--- start of Selected passage ---
Sergio Francesco Momesso (born September 4, 1965) is a Canadian former professional ice hockey player who spent 13 seasons in the National Hockey League between 1983 and 1997.

Playing career
Momesso played his junior hockey for the Shawinigan Cataractes of the QMJHL, and was drafted 27th overall in the 1983 NHL Entry Draft by his hometown Montreal Canadiens. He made his NHL debut the following season at the age of 18, playing a single game for the Canadiens, but remained in junior for most of the following two seasons. In 1984–85, he recorded 56 goals and 146 points in 64 games, along with 216 penalty minutes, and was named QMJHL Player of the Year. 
 
For the 1985–86 NHL season, Momesso made the Habs' roster out of training camp and meshed well on a line with Brian Skrudland and Mike McPhee, recording 8 goals and 15 points in his first 24 games to start his career. However, he suffered a knee injury in December 1985 against the Boston Bruins that shelved him for the rest of the season; it also cost him an opportunity to engrave his name on the Stanley Cup as Montreal went on to win that season.  Montreal still include Momesso on the 1986 Montreal Canadiens team winning picture, and gave him a Stanley Cup ring.

Momesso would spend two more seasons in Montreal but never recaptured the form of his rookie year. At the conclusion of the 1987–88 season, he was dealt to the St. Louis Blues in a multi-player trade.

After his first season in St. Louis during which he recorded 26 points in 53 games, Momesso's career took an upward turn in 1989–90 when he was placed on a line with Brett Hull and Adam Oates. Spending much of the season on the Blues' top line, Momesso turned in the most productive year of his career, finishing with 24 goals and 32 assists for 56 points, along with 199 penalty minutes. However, he would lose his spot on the top line in 1990–91, and recorded just 10 goals through his first 59 appearances.

Vancouver Canucks
At the trade deadline in 1991, Momesso was dealt to the Vancouver Canucks in a six-player deal along with Geoff Courtnall, Cliff Ronning, and Robert Dirk for Garth Butcher and Dan Quinn. The deal would prove to favor Vancouver, as all four players they acquired would be significant contributors for several seasons. Momesso got his Canuck career off to a fine start, recording 6 goals in 11 games to help the team on a successful late-season push to qualify for the playoffs.

Momesso's stay in Vancouver would be the longest stop of his career. Through his first two seasons in Vancouver, he played largely on a line with Jim Sandlak and his former St. Louis teammate Cliff Ronning, with the two large wingers used to create space for Ronning. (As a result, the line would be known as 'the Twin Towers'). In 1991–92, he played some of the best hockey of his career to finish with 20 goals and 43 points despite missing 26 games due to injury. In 1992–93, he had another solid year to finish with 18 goals and 38 points, as well as a career-high 200 penalty minutes.
--- end of Selected passage ---
* _Goal_
What name did Momesso's line with Jim Sandlak and Cliff Ronning get, according to the hockey biography?
--- start of Records shown ---
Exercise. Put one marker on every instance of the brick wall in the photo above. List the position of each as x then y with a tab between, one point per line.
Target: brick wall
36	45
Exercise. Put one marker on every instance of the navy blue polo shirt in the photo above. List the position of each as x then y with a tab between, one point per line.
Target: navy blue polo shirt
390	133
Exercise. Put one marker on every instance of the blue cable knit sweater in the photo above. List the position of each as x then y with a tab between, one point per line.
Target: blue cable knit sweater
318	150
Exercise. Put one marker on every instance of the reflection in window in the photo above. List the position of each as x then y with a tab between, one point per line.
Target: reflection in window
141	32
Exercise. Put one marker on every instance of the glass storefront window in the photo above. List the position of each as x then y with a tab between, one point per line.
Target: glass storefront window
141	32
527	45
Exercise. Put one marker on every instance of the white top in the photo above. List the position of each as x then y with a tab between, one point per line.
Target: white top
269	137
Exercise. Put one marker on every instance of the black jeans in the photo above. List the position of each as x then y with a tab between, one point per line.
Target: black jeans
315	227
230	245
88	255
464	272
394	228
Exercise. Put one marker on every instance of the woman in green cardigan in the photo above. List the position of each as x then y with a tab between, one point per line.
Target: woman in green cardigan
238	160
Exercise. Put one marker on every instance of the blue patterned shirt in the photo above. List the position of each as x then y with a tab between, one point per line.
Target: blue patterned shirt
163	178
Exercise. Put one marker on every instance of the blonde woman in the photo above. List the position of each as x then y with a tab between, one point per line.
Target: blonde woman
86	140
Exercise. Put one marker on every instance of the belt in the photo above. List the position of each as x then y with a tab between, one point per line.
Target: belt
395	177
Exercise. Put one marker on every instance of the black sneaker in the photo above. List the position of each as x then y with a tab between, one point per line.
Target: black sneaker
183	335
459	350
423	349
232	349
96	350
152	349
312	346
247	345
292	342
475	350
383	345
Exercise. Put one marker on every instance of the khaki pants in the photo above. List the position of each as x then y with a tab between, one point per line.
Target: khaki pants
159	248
--- end of Records shown ---
* _The reply_
The Twin Towers